Record set START

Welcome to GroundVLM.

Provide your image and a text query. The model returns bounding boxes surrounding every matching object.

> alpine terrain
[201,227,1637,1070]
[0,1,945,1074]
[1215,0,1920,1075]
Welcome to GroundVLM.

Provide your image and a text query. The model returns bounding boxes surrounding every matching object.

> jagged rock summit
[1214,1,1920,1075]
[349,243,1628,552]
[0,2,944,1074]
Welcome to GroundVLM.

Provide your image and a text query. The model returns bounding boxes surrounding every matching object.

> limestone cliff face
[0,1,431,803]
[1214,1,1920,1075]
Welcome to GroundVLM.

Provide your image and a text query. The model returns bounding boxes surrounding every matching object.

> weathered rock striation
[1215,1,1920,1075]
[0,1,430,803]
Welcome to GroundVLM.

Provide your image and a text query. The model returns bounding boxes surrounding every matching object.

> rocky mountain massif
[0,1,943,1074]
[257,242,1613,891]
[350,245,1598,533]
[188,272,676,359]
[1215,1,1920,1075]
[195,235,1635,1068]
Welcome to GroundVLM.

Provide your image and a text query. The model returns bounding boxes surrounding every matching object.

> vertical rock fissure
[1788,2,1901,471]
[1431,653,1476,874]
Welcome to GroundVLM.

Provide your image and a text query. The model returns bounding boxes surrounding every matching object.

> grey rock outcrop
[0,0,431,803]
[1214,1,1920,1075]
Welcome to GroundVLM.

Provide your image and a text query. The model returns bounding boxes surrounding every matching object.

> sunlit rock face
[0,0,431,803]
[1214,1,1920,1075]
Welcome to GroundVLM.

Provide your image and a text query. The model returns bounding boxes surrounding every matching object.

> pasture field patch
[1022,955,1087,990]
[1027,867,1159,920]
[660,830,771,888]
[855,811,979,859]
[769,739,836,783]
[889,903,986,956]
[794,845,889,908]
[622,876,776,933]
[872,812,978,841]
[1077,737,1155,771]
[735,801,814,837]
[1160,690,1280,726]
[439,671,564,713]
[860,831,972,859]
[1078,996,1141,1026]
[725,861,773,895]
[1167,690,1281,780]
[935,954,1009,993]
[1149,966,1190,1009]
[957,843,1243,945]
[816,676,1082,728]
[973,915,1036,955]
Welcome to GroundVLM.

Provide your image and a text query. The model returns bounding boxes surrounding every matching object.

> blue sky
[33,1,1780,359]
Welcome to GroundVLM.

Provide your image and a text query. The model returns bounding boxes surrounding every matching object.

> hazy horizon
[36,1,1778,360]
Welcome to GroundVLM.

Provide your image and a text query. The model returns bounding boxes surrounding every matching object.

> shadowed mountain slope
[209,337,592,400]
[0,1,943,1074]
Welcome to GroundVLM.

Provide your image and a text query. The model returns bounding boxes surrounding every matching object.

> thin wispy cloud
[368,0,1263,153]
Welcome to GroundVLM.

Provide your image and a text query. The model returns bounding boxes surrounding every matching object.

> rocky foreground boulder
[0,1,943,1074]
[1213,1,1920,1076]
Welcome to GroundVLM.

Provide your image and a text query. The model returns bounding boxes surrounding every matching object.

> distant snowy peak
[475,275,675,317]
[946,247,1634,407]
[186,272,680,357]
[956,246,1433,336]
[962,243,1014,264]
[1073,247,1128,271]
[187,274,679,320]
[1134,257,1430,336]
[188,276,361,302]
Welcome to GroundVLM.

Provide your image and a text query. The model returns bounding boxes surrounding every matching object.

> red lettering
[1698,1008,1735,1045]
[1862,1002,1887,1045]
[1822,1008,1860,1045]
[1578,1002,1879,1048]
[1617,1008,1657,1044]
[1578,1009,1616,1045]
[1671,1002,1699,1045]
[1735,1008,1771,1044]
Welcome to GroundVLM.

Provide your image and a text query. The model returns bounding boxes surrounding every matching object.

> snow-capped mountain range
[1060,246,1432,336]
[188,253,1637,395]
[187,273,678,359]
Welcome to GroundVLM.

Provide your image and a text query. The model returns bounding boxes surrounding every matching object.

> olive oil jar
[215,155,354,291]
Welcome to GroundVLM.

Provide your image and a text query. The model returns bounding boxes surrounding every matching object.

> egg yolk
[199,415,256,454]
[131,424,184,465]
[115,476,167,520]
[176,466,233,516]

Record set END

** Requirement **
Restate the records exactly. Leave nothing out.

** Output for this exercise **
Welcome to GroundVLM.

Provide your image and a text query. The model returns bounding boxes surrounding every matching object.

> alpine terrain
[201,227,1637,1070]
[0,1,945,1074]
[1215,0,1920,1075]
Welcome to GroundVLM.

Provide your image and a text query. The model returns bounding boxes surrounding every matching object.

> jagged rock summit
[1214,1,1920,1075]
[349,243,1628,552]
[0,2,944,1074]
Welcome to GroundVLM.

Provide your image and a text query. The model returns bounding boxes surrounding every matching object.

> limestone cliff face
[0,1,431,803]
[1214,1,1920,1075]
Welcome to GroundVLM.

Provide your image and a text query. The model returns bounding boxes surrounding every matching object.

> weathered rock striation
[1215,1,1920,1075]
[0,1,430,803]
Welcome to GroundVLM.

Provide your image and a text query. The model returns bounding boxes surrounding every matching object.

> rocky mountain massif
[0,1,943,1074]
[257,242,1613,891]
[350,245,1598,533]
[188,272,676,359]
[1215,1,1920,1075]
[195,235,1635,1068]
Welcome to GroundVLM.

Provide your image and a text query. The model returns bounding boxes surrounding every matching object.

> vertical rock fissure
[1788,2,1901,471]
[1431,653,1476,874]
Welcome to GroundVLM.

Provide your image and a text query. The model returns bounding boxes surrounding every matching object.

> grey rock outcrop
[0,0,431,803]
[1214,1,1920,1075]
Welcome to GroundVLM.

Provide your image and a text query. The model returns bounding boxes surrounding every matching object.

> sunlit rock face
[0,0,431,803]
[1214,1,1920,1075]
Welcome to GroundVLM.

Provide your image and a text query. The model returns bounding boxes surrounding every matching object.

> pasture field patch
[1022,955,1087,990]
[1027,867,1159,920]
[660,830,771,888]
[855,811,979,859]
[769,739,836,783]
[889,903,986,956]
[794,845,889,908]
[622,876,776,933]
[872,812,978,841]
[1077,737,1155,771]
[735,801,814,837]
[1160,690,1280,726]
[439,671,564,713]
[860,831,972,859]
[1078,996,1141,1026]
[725,861,773,895]
[1167,690,1281,780]
[935,954,1009,993]
[1149,966,1190,1009]
[957,843,1243,945]
[816,676,1082,728]
[973,915,1036,955]
Welcome to GroundVLM.

Provide your image and a text query. The model returns bounding boxes surrounding every matching object.

> blue sky
[33,1,1780,359]
Welcome to GroundVLM.

Provide your image and a text query. The model returns bounding boxes surrounding every matching object.

> hazy horizon
[36,1,1778,360]
Welcome to GroundVLM.

Provide your image and a text query. The model returns bounding boxes surrounding every matching object.

> shadowed mountain slope
[209,337,592,400]
[0,1,943,1074]
Welcome to GroundVLM.

Provide your image and a text query. The model returns bounding boxes surrounding every matching object.

> thin wispy cloud
[368,0,1263,153]
Welcome to GroundVLM.

Provide your image and a text query. The model returns bounding boxes surrounding every matching object.

> rocky foreground boulder
[0,1,943,1074]
[1213,1,1920,1076]
Welcome to GroundVLM.

Provide your image and a text query. The model returns bounding boxes surrounding every matching object.

> distant snowy peak
[475,275,675,317]
[946,247,1634,407]
[186,272,680,357]
[956,246,1433,336]
[962,243,1014,264]
[1073,247,1128,271]
[187,274,679,320]
[1134,257,1430,336]
[188,276,361,302]
Welcome to GroundVLM.

Provide your image and a text query. The model returns bounding boxes surrounding every matching object.

> red lettering
[1698,1008,1735,1045]
[1862,1002,1887,1045]
[1822,1008,1860,1045]
[1578,1002,1879,1048]
[1617,1008,1657,1044]
[1578,1009,1616,1045]
[1671,1002,1699,1045]
[1735,1008,1771,1044]
Welcome to GroundVLM.

Provide your image and a text query. The model returns bounding boxes surrounding every matching object.

> snow-capped mountain range
[1060,246,1432,336]
[188,253,1637,395]
[187,273,678,359]
Welcome to GroundVLM.

Provide your image and a text query. The model returns bounding boxes surrounding every matching object.

> olive oil jar
[215,155,354,291]
Welcome to GroundVLM.

Provide your image and a text query. The model returns bounding boxes surrounding every matching object.

> egg yolk
[199,415,256,454]
[131,424,184,465]
[115,476,167,520]
[176,466,233,516]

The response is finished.